● **EXCERPTED TEXT**:

*** Block opens ***

Strict Signature Algorithm Checking
As we will discuss in more detail below, the use of SHA1 as a signature algorithm has been removed from use for server certificates. However, since root CA certificates often have very long lifetimes, until recently up to 20 years, use of SHA1 for their signature is still allowed. However, with “strict sigalgs” enabled, their use is not allowed, according to NIST SP 800-131aR2. Therefore, when STRICT_FIPS mode is enabled, use of SHA1 for any certificate is not allowed. Remediation requires creating new certificate. FIPS and NOFIPS continue to allow the use of SHA1 for root or intermediate CA certificates (but not for server certificates).
You can determine the type of algorithm used for the certificate by issuing the following command with the label of the root CA certificate. Repeat it for any intermediate certificates:
gsk8capicmd_64 -cert -details -label <rootcalabel> -db < keystorefrom-SSL_SVR_KEYDB> -stashed | grep -I signature
Signature Algorithm : SHA256WithRSASignature (1.2.840.113549.1.1.11)
If you see SHA1 then you will have errors in STRICT_FIPS mode. In the example above SHA256 is being used and thus has no problems.
Note: while unlikely to be in use for a root CA certificate, MD5, as an even older and weaker algorithm than SHA1, falls under the same behaviour as above with regards to being disallowed in STRICT_FIPS mode.
Use of CHACHAPOLY20 and X25519
The very popular encryption algorithm CHACHAPOLY20 and elliptic curve X25519 are known for their small size and good performance. They are well regarded and widely adopted algorithms; however, they are not FIPS certified so their use is not allowed when running in STRICT_FIPS mode. The following diagram shows when their use is allowed, and whether it is enabled by default or needs to be configured through SSL_CIPHERSPECS if you wish to use it.
|
CHACHA/X25519 usage
|
Client
|
Server
|
|
STRICT_FIPS
|
Not supported
|
Not Supported
|
|
FIPS
|
Enabled by default
|
Configurable
|
|
NOFIPS
|
Enabled by default
|
Enabled by default
|
Extended Master Secret
This optional feature of TLS 1.2 and built-in feature of TLS 1.3 protects against Triple Handshake person-in-the-middle attacks. FIPS 140-3 requires the use of Extended Master Secret.

*** Block closes ***

Data records
*** Block opens ***

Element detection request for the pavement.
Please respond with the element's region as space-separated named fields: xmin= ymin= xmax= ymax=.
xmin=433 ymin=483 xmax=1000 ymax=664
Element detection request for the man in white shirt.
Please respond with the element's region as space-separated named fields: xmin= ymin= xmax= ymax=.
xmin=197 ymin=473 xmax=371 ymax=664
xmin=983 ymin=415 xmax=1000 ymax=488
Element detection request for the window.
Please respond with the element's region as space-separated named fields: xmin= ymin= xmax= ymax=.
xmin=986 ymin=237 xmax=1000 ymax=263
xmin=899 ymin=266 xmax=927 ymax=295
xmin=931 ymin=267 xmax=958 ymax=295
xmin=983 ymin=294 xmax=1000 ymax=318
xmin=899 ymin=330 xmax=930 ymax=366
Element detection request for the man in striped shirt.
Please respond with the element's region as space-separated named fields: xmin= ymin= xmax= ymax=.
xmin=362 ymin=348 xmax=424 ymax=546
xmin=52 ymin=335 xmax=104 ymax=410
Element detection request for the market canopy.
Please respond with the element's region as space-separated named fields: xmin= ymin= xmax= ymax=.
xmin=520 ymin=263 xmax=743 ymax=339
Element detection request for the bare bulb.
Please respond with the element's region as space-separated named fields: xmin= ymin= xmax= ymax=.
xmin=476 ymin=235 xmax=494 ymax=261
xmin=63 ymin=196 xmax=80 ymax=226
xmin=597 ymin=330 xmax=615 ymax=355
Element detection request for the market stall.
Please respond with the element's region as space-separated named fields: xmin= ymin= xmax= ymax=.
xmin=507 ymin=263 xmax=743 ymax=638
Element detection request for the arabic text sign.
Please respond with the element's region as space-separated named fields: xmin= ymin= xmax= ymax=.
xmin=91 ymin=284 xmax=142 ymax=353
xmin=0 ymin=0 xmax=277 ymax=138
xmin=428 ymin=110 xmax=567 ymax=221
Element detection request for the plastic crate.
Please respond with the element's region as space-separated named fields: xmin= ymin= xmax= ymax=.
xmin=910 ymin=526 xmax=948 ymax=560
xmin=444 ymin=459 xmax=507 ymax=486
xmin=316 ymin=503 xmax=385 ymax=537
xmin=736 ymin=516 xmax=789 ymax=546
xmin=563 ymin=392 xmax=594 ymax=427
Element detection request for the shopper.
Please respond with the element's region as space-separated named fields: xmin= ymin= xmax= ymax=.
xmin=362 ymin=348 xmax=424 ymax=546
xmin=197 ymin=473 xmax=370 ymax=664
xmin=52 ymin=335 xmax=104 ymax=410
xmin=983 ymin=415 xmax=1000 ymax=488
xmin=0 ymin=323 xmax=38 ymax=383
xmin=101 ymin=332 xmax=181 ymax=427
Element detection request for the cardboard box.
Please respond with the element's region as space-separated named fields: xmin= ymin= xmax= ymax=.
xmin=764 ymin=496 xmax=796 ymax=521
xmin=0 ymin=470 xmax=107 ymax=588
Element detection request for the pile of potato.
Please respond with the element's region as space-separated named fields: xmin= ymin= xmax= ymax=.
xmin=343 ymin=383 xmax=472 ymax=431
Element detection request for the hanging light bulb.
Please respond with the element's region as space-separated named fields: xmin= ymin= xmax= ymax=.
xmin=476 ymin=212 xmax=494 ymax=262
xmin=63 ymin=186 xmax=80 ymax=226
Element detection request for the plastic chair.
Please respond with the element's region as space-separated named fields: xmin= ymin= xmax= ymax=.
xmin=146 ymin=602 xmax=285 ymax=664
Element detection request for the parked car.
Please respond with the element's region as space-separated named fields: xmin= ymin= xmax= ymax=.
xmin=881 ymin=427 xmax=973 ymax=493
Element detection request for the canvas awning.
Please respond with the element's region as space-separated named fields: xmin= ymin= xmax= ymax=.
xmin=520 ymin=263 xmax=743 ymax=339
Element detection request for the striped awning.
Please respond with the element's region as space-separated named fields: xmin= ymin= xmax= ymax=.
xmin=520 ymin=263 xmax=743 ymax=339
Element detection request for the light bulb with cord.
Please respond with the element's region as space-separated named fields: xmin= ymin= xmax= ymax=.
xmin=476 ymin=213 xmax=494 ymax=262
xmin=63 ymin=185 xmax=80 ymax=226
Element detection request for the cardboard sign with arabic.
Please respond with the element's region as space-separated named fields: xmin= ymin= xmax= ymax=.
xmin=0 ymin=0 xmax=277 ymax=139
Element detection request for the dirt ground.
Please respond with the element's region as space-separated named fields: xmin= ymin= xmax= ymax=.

*** Block closes ***

● **TASKS TO COMPLETE**:
- 1) Reproduce the passage from the text on strict signature algorithm checking between "Strict Signature Algorithm" and "for server certificates).", inclusive, switching each "SHA1" to "SHA-1".
- 2) Proceed with the text on TLS settings under STRICT_FIPS mode, picking up after its last sentence.
The listing above is separate material, apart from the text on signature algorithms and FIPS modes.

● **ANSWER SECTION**:
- 1)
Strict Signature Algorithm Checking
As we will discuss in more detail below, the use of SHA-1 as a signature algorithm has been removed from use for server certificates. However, since root CA certificates often have very long lifetimes, until recently up to 20 years, use of SHA-1 for their signature is still allowed. However, with “strict sigalgs” enabled, their use is not allowed, according to NIST SP 800-131aR2. Therefore, when STRICT_FIPS mode is enabled, use of SHA-1 for any certificate is not allowed. Remediation requires creating new certificate. FIPS and NOFIPS continue to allow the use of SHA-1 for root or intermediate CA certificates (but not for server certificates).

- 2)
Critical – supports and requires use of EMS. Connections without EMS will fail.
Advisory – supports use of EMS but not required. Connections without EMS will continue to work
The following explains what versions of Db2 support EMS:
V11.5 C clients – N/A, does not support EMS
V11.5 Java clients – advisory*
V11.5.9 Server – advisory
V11.5.9 HADR – N/A does not support EMS
V12 C clients FIPS/NOFIPS – advisory
V12 C clients STRICT_FIPS – critical
V12 Java clients – advisory *
V12 Server, HADR FIPS/NOFIPS – advisory
V12 Server, HADR STRICT_FIPS - critical
* The java behaviour listed is the default. It can be configured using the jdk.tls.useExtendedMasterSecret and dk.tls.allowLegacyMasterSecret JDK configuration options.
Given the above information, we can see that if TLS 1.2 is used between an 11.5 client and a v12 server running in STRICT_FIPS mode, that the connection will fail because the server requires the use of EMS, but the client does not support it. The recommended approach in this scenario is to use an 11.5.9 client, as both that client and the server support TLS 1.3 where EMS is a standard part of the protocol and always used.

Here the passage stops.